Records of position annotations:
§ §
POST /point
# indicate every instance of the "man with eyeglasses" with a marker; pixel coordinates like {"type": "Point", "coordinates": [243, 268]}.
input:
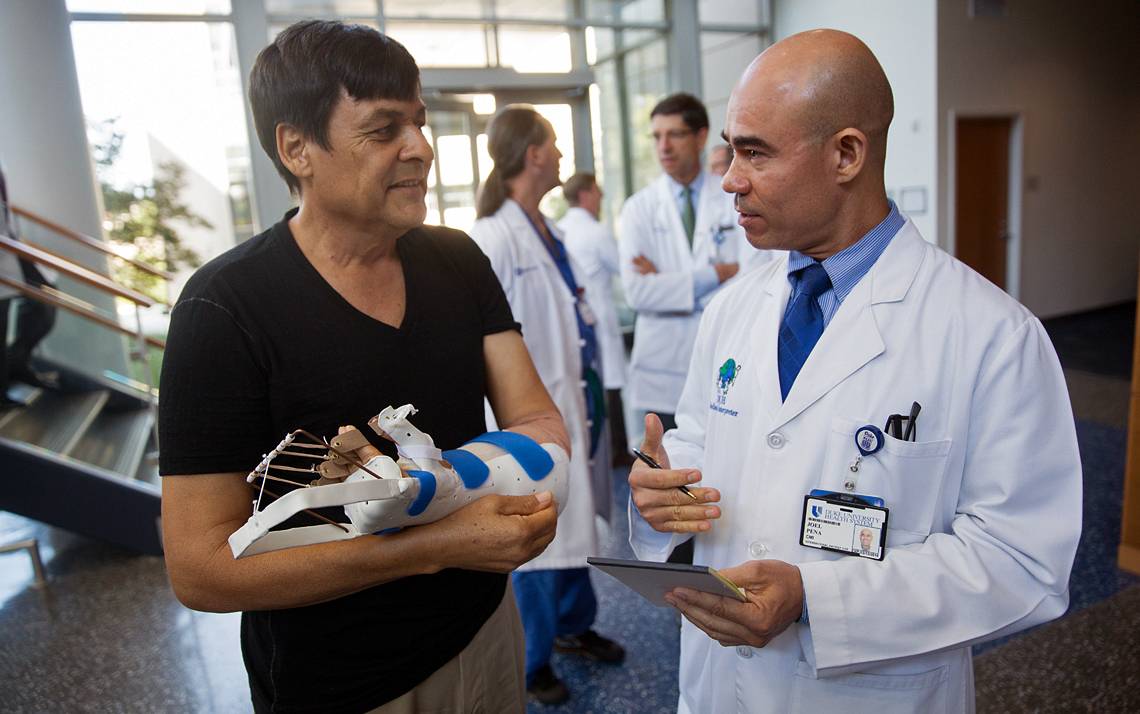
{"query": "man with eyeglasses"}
{"type": "Point", "coordinates": [678, 243]}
§ §
SET TASK: Return the text of every item above word for word, leaving out the pictures.

TASK OUTPUT:
POST /point
# indicate every instance of the "man with eyeglasses" with a marker; pixel coordinates like {"type": "Point", "coordinates": [243, 268]}.
input:
{"query": "man with eyeglasses"}
{"type": "Point", "coordinates": [678, 243]}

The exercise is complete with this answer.